* [Material shown]:
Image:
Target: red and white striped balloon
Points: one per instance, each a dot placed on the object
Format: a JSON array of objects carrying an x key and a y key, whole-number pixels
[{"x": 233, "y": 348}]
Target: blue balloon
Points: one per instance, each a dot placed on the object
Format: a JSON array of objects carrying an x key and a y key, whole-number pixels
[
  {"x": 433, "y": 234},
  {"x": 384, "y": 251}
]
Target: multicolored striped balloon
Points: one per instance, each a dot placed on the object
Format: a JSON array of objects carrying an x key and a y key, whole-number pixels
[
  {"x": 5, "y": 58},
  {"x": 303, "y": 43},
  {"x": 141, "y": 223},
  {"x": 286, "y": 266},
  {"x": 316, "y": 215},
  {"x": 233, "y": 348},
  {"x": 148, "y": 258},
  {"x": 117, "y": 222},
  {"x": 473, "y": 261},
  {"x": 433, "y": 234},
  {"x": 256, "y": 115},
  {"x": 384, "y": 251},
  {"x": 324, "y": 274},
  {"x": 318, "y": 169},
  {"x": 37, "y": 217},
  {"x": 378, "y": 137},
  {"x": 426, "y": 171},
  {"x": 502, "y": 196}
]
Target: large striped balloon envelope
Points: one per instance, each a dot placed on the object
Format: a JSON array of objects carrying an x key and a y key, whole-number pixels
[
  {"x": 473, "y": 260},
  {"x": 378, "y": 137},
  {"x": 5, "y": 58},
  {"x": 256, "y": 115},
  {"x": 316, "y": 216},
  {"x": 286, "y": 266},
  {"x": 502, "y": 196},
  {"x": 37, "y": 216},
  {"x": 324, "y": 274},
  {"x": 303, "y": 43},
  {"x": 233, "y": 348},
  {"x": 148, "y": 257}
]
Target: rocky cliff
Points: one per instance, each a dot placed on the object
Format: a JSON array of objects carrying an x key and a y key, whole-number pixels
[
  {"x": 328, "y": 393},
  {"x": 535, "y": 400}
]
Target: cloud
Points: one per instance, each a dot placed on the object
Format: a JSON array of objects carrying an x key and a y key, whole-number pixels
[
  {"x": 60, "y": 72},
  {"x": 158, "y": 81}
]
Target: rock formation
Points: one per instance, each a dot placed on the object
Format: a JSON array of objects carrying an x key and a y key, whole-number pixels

* [The exercise]: Reproduce all of the rows above word for word, line by line.

* [Correct answer]:
Image:
Target: red and white striped balloon
Points: one per instance, each a dot placed on the object
Format: a JSON array of objects carrying an x key and a y key, whole-number pixels
[{"x": 233, "y": 348}]
Target: blue balloon
Points: one per instance, each a dot placed on the object
Format: a JSON array of objects carrying an x key and a y key, whole-number pixels
[
  {"x": 433, "y": 234},
  {"x": 384, "y": 251}
]
Target: multicolored striped balloon
Points: one per instance, each a dot placed on the object
Format: a JSON array of objects carrying an x key and a y key, whole-number pixels
[
  {"x": 5, "y": 58},
  {"x": 303, "y": 43},
  {"x": 141, "y": 223},
  {"x": 286, "y": 266},
  {"x": 316, "y": 215},
  {"x": 233, "y": 348},
  {"x": 148, "y": 258},
  {"x": 117, "y": 222},
  {"x": 473, "y": 261},
  {"x": 433, "y": 234},
  {"x": 256, "y": 115},
  {"x": 384, "y": 251},
  {"x": 324, "y": 274},
  {"x": 318, "y": 169},
  {"x": 37, "y": 217},
  {"x": 378, "y": 137},
  {"x": 426, "y": 171},
  {"x": 502, "y": 196}
]
Target: large striped balloon envelope
Points: one per instance, each a dot placed on the object
Format: a JSON array of objects carrying an x key and a y key, whole-number pixels
[
  {"x": 473, "y": 260},
  {"x": 378, "y": 137},
  {"x": 5, "y": 58},
  {"x": 256, "y": 115},
  {"x": 316, "y": 216},
  {"x": 286, "y": 266},
  {"x": 502, "y": 196},
  {"x": 37, "y": 216},
  {"x": 324, "y": 274},
  {"x": 303, "y": 43},
  {"x": 233, "y": 348},
  {"x": 148, "y": 257}
]
Target: rocky cliff
Points: one per instance, each a dot placed on the object
Format: a JSON array of objects carrying an x key and a y key, whole-number pixels
[
  {"x": 328, "y": 393},
  {"x": 535, "y": 400}
]
Target: cloud
Points: one per instance, each a dot placed on the object
Format: a JSON array of objects carrying an x key and a y key, whole-number pixels
[
  {"x": 60, "y": 72},
  {"x": 158, "y": 81}
]
Target: rock formation
Points: one per instance, each a dot placed on the object
Format: a JSON array of objects carrying an x key and a y key, whole-number pixels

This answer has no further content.